=== Problems to work on ===
[A] Quote the passage from the article on battery fire risks aboard ships, starting at "The unfolding disaster" and ending at "year on year.".
[B] Extend the article on battery fire risks aboard ships from where it stops.

=== Quoted text ===
# # # # # # #

Lithium iron batteries pose new risk to ships carrying electric cars and other goods

The unfolding disaster with the burning car carrier Fremantle Highway off the coast of Amsterdam should give cause for considerations in container shipping as well. With so many lithium iron batteries now being used in electrical products, most significantly inside EV vehicles (electric cars), the increased risk to ships carrying such a product will only go up year on year.

The vessel was carrying almost 4000 cars and close to 500 of those appear to have been electric vehicles. This also means a large number of batteries for which fires are notoriously difficult to deal with even such a fire breaks out on land, let alone on board a ship at sea carrying huge amounts of fuel.

The EU has made a decision that it will no longer be allowed to sell new petrol and diesel cars from 2035. Hence over the next decade, we are likely to see a sharp increase in the shipment of electric cars – and therefore also batteries for electric cars. The risks will go up when transporting this type of product.

Fires on container vessels are already a problem (this has been the case for many years now) and adding large amounts of lithium iron batteries into the mix will only enhance this issue. 

Container Lines Already Banning Certain Freight

Some container lines have already banned shipments of a few specific types of dangerous cargo in their containers for safety reasons. The question is whether the same might happen to batteries for electric vehicles – or at least limit it to prevent an excessive amount being on the same vessel, causing a huge fire if there was an electrical fault.

# # # # # # #

[Dataset excerpt]
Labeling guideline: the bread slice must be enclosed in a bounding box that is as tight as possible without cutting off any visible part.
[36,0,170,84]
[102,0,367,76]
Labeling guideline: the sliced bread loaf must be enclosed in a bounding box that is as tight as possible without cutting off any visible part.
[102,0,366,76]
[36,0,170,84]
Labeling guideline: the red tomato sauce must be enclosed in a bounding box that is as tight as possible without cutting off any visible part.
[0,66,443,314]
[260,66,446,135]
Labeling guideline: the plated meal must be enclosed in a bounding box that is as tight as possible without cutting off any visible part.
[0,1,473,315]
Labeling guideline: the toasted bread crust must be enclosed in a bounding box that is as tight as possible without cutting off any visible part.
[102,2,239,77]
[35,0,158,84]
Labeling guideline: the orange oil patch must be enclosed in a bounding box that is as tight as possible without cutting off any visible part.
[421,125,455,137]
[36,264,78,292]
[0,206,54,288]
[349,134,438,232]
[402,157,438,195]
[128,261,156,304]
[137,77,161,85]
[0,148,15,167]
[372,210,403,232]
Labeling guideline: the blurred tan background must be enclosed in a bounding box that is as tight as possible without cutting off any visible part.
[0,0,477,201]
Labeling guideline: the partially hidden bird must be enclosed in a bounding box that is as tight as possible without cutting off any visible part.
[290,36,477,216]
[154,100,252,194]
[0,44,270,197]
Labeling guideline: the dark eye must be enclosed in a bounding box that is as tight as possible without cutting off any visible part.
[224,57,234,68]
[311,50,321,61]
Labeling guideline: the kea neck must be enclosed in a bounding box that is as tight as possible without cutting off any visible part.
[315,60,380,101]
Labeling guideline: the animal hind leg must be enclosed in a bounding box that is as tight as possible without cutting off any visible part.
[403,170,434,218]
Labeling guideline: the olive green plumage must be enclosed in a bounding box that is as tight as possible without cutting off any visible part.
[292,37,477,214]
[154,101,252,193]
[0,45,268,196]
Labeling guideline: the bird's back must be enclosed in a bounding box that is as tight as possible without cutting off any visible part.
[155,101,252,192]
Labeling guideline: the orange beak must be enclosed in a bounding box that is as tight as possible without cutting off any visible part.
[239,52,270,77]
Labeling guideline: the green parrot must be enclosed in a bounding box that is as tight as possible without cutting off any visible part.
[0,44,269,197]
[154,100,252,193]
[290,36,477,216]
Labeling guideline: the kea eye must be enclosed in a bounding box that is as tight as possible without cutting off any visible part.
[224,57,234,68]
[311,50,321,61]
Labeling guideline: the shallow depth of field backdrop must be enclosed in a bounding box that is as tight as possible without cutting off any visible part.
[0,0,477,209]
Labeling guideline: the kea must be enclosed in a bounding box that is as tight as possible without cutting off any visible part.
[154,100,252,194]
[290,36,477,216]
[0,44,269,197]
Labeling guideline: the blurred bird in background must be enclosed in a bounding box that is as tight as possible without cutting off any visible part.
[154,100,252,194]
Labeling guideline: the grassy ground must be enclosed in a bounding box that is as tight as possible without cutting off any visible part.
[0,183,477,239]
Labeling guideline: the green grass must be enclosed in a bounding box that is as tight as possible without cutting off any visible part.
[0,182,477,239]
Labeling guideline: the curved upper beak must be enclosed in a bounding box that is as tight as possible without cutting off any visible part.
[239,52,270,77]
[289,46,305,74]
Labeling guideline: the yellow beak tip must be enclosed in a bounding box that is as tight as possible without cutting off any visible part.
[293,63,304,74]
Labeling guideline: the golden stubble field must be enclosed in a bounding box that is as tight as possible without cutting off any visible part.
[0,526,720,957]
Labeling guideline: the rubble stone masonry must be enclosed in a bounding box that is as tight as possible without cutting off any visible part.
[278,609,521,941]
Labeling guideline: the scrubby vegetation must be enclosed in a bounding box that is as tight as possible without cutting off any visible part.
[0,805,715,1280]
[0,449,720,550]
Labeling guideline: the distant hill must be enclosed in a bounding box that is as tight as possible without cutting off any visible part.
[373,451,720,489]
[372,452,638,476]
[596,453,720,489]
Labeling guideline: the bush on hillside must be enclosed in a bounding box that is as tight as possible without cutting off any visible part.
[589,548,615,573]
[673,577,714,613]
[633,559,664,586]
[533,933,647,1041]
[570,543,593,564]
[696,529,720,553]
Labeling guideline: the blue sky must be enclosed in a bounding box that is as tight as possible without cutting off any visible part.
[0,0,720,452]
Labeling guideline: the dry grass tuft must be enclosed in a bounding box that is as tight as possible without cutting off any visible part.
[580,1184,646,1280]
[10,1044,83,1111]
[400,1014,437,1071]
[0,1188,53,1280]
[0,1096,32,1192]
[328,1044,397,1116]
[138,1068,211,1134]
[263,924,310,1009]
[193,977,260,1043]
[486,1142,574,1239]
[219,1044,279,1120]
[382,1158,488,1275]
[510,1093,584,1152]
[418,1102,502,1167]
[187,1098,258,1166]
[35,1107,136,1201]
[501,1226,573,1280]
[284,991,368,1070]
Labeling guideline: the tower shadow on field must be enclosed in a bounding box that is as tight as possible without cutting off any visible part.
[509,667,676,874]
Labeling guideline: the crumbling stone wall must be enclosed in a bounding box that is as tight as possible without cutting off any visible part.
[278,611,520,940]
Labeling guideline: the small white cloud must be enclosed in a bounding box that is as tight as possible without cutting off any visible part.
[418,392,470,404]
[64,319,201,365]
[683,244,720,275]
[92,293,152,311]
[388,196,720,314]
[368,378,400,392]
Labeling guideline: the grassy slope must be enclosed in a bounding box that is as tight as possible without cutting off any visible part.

# # # # # # #

=== Expected results ===
[A]
The unfolding disaster with the burning car carrier Fremantle Highway off the coast of Amsterdam should give cause for considerations in container shipping as well. With so many lithium iron batteries now being used in electrical products, most significantly inside EV vehicles (electric cars), the increased risk to ships carrying such a product will only go up year on year.

[B]
This should also lead to considerations on the part of the manufacturers and importers of electric vehicles. 

How will the global supply chain evolve due to these risks now being very prevalent? Potentially this might lead to a development where the majority of these vehicles, and potentially the batteries as well, will be relegated to new types of ‘specialised’ battery transportation vessels, which will be built to withstand a fire breakout on board, should this arise. This alone would create a new segment for ship manufacturers and shipping lines who could operate an entirely new fleet of vessels solely for this purpose.

The use of shipping containers for the transportation of cars has also been seen as a possible solution, instead of using car carriers (what is currently in use eg Fremantle Highway). However, containers do not stop fires, they just help with the prevention of the fire spreading as quickly as it might do when a vehicle is stored in the hold of a giant car carrier, with no preventative methods used.

Something to think about perhaps going forward….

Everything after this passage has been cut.